** SELECTED PASSAGE follows **
There are two major problems with the new remake of Road House, though fortunately or frustratingly – maybe both – they have almost nothing to do with the film. The first is that it has been sent straight to Amazon Prime Video, when it obviously belongs in the cinema, with roomfuls of strangers wincing in unison at every splintered and/or minced appendage.
The second is that it only barely qualifies as a remake of Road House in the first place. Yes, it concerns a charismatic drifter with a past – here played by Jake Gyllenhaal – who ends up protecting a rag-tag community from a local kingpin and his goons. But this is also the plot of countless classic westerns, from Shane to Pale Rider: all that set the 1989 original apart from those is it took place in then-present-day small-town Missouri, and rather than a Remington or Colt, Patrick Swayze preferred martial arts.
** End of SELECTED PASSAGE **
EXERCISE REQUIREMENTS >>
a – Answer these questions about the Road House review:
(i) Where was the new remake sent instead of cinemas?
(ii) Who plays the charismatic drifter in the remake?
(iii) Where was the 1989 original set?
b – Resume the Road House review after its last sentence.
These items come from a separate source unrelated to the review.
** RECORDS SUPPLIED follows **
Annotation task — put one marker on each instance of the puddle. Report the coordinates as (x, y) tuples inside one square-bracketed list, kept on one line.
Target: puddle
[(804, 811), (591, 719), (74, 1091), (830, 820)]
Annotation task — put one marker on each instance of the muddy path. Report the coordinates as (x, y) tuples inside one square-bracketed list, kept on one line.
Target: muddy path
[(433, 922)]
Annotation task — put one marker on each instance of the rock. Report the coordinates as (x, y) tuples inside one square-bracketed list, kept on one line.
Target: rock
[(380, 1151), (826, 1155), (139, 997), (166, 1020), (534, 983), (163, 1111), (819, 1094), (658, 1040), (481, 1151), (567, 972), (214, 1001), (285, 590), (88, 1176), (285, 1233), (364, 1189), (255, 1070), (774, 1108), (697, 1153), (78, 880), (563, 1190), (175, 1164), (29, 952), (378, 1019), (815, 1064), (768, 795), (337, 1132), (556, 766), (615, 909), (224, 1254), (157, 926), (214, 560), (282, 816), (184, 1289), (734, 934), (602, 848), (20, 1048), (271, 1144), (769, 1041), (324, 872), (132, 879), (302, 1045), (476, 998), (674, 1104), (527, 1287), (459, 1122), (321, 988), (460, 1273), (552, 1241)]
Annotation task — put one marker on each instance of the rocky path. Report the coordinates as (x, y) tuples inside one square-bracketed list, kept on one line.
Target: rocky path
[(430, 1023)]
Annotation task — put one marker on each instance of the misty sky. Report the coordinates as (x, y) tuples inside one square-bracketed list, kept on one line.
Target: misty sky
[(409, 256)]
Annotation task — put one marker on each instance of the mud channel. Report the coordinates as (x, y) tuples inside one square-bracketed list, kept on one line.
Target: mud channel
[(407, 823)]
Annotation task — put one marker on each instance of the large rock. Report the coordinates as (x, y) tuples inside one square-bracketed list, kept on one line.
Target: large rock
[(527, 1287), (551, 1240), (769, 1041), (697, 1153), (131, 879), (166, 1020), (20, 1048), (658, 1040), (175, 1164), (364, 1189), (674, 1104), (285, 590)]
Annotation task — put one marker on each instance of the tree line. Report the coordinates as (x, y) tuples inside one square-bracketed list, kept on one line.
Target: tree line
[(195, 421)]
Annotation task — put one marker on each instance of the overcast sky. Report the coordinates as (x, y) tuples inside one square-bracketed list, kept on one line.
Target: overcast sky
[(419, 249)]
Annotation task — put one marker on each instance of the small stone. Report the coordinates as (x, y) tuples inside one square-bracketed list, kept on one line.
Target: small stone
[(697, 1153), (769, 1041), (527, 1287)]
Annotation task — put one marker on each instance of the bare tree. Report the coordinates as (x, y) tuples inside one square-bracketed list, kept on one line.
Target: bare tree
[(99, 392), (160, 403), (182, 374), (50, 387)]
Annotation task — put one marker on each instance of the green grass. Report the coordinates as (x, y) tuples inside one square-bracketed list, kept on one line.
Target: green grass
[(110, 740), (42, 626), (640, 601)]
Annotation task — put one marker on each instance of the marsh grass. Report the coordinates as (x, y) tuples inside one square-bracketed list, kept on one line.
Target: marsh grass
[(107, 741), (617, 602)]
** End of RECORDS SUPPLIED **
RESULTS OF THE TASKS >>
a –
(i) Straight to Amazon Prime Video.
(ii) Jake Gyllenhaal.
(iii) Then-present-day small-town Missouri.

b –
At times while watching this new version, I found myself wondering if writers Anthony Bagarozzi and Charles Mondry had initially come up with a standalone script of that general type – before someone in a development meeting said, “Hang on, isn’t this a bit like that popular 80s film where Swayze goes around with his shirt off all the time?”, and from out of the ether rang a ghostly ker-ching. In other words, this is Road House-the-sort-of-remake which, with a few adjustments, needn’t have been one at all. But the branding will doubtless draw a larger audience to a film that will repay their curiosity with crunchy panache.
Gyllanhaal’s Dalton, like Swayze’s, is a mixed martial artist – though his past on the MMA circuit has left him with a body less lithe than shredded, all crinkle-cut abs and shoulders like broken Easter eggs. At a clandestine brawl in a barn, he’s hired by Jessica Wiliams’s Frankie to work as a bouncer at her Florida watering hole – a loveable dump which Ben Brandt, Billy Magnussen’s mad-eyed property baron, is just itching to bulldoze.
Dalton spends his evenings flattening the henchmen that Brandt sends his way, though at first he’s nice enough to drive them to the hospital afterwards. In a fight, he’s by turns apologetic and genial – traits Gyllenhaal makes hugely appealing and amusing – and as in the original, his adversaries-slash-victims are all vividly sketched. (The one with good manners is a particular comic masterstroke.)